:: Exercise ::
Gather every line of the listing below that contains the string "target".

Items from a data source
☆ ☆ ☆ ☆ ☆ ☆ ☆
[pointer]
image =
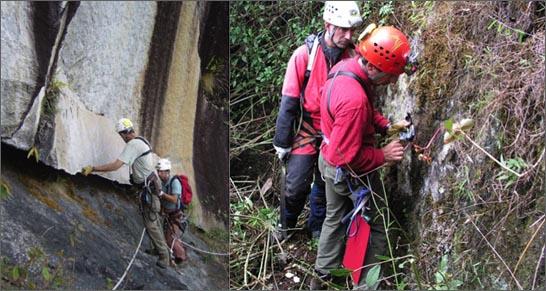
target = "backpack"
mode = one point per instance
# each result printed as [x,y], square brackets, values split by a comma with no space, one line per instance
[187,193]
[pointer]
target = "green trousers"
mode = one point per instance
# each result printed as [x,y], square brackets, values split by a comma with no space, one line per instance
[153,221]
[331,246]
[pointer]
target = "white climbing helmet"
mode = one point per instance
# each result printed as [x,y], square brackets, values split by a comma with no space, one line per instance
☆ ☆ ☆ ☆ ☆ ☆ ☆
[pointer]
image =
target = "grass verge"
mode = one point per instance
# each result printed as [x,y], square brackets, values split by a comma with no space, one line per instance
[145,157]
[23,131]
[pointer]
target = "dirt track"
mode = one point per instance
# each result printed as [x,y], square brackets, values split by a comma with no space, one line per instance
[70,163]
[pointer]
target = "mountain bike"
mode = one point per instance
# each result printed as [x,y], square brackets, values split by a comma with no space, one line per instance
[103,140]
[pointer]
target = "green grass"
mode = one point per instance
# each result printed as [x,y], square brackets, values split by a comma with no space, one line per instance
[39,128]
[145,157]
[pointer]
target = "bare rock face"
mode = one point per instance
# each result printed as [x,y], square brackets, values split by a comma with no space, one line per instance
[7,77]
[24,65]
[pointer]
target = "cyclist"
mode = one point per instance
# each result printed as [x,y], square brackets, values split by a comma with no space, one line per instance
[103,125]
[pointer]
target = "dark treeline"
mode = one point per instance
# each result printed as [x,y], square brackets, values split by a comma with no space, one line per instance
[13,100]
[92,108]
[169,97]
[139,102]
☆ ☆ ☆ ☆ ☆ ☆ ☆
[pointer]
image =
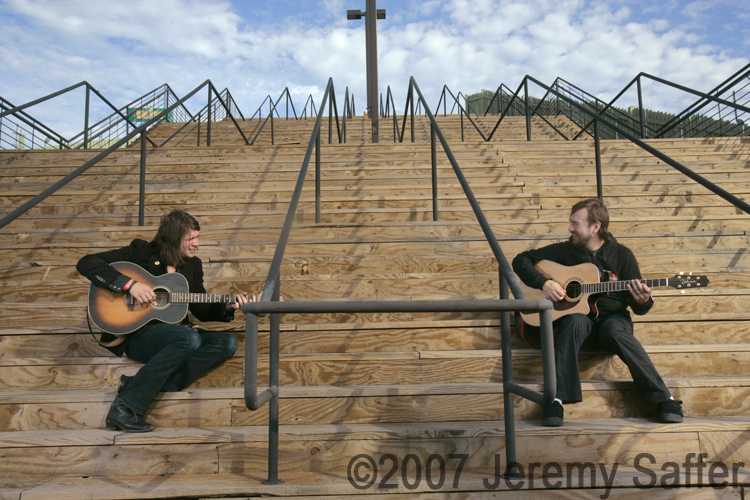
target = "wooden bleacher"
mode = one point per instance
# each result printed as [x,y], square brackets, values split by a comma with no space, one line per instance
☆ ☆ ☆ ☆ ☆ ☆ ☆
:: Response to the exercise ::
target = "backpack"
target = "green trousers"
target = "white climbing helmet"
target = "grass verge"
target = "dirt track"
target = "mountain bike"
target = "green grass"
target = "bare rock face"
target = "cyclist"
target = "dark treeline"
target = "wooden bleacher"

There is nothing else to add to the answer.